- Aim of the exercise:
Count the lines in the items below that contain the string "orange", and give only that number.

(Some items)
........

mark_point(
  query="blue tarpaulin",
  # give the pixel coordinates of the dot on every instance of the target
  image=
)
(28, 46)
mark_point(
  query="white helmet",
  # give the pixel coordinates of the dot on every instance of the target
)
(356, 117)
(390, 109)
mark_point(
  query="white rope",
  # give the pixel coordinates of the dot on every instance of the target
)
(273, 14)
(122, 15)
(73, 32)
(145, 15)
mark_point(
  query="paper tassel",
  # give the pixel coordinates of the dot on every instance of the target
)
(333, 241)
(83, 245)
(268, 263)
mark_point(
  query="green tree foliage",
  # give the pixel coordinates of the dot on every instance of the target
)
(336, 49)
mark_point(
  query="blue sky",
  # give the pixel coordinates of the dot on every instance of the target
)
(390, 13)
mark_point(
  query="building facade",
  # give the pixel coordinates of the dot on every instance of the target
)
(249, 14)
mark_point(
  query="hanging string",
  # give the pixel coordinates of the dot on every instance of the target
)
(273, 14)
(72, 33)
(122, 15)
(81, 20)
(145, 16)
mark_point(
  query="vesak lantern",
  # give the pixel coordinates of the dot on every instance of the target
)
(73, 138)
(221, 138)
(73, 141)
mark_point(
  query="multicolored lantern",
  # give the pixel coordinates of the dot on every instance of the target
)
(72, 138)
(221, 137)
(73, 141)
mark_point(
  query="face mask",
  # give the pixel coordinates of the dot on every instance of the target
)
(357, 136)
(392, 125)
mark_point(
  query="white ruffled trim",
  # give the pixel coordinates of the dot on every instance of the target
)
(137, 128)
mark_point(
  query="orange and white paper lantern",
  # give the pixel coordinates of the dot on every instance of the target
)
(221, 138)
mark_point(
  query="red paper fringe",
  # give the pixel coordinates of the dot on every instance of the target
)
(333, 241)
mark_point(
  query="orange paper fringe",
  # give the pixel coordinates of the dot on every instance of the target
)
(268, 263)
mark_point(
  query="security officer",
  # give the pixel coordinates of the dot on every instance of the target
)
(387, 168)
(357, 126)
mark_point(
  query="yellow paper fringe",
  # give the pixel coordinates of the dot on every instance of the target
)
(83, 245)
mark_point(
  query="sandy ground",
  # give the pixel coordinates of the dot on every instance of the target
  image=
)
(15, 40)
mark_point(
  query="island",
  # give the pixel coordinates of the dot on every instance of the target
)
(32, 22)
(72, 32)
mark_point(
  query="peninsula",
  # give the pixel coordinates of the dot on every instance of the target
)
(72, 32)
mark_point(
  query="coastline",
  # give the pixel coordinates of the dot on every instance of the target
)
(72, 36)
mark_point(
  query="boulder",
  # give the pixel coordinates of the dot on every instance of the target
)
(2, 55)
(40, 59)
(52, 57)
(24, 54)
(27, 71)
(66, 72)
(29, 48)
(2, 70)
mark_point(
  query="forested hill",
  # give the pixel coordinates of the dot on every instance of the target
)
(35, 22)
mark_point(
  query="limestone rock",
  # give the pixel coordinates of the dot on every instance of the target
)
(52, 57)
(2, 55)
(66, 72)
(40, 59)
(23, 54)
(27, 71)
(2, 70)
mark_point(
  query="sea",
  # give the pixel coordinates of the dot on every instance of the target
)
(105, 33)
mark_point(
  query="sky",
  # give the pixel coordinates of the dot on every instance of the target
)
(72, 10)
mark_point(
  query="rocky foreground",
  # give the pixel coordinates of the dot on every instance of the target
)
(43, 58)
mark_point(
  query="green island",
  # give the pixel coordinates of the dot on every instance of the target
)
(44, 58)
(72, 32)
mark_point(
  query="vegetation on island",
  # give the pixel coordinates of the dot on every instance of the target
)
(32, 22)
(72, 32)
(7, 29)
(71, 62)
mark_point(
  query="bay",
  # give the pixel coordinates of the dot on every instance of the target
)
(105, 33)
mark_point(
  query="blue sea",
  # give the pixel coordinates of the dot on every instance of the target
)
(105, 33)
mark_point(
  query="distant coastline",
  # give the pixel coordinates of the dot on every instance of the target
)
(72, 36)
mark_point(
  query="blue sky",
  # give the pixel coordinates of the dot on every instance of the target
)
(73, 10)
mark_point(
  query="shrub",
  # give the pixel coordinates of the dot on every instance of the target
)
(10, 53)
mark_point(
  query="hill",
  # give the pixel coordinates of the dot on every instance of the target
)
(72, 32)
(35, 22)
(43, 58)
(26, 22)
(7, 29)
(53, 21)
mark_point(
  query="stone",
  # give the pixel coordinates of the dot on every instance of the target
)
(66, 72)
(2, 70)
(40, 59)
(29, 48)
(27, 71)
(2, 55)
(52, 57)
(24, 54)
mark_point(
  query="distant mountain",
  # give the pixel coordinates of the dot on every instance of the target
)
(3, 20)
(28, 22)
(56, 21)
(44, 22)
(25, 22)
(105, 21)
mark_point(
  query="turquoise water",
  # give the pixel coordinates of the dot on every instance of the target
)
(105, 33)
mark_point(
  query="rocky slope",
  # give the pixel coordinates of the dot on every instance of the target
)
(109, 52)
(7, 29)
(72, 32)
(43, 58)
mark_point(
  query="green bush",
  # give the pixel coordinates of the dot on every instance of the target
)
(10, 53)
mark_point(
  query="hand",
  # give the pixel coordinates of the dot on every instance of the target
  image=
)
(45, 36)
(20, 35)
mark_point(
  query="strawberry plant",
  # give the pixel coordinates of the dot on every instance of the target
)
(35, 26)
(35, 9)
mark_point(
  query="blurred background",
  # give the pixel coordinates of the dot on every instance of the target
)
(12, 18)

........

- Answer for this exercise:
2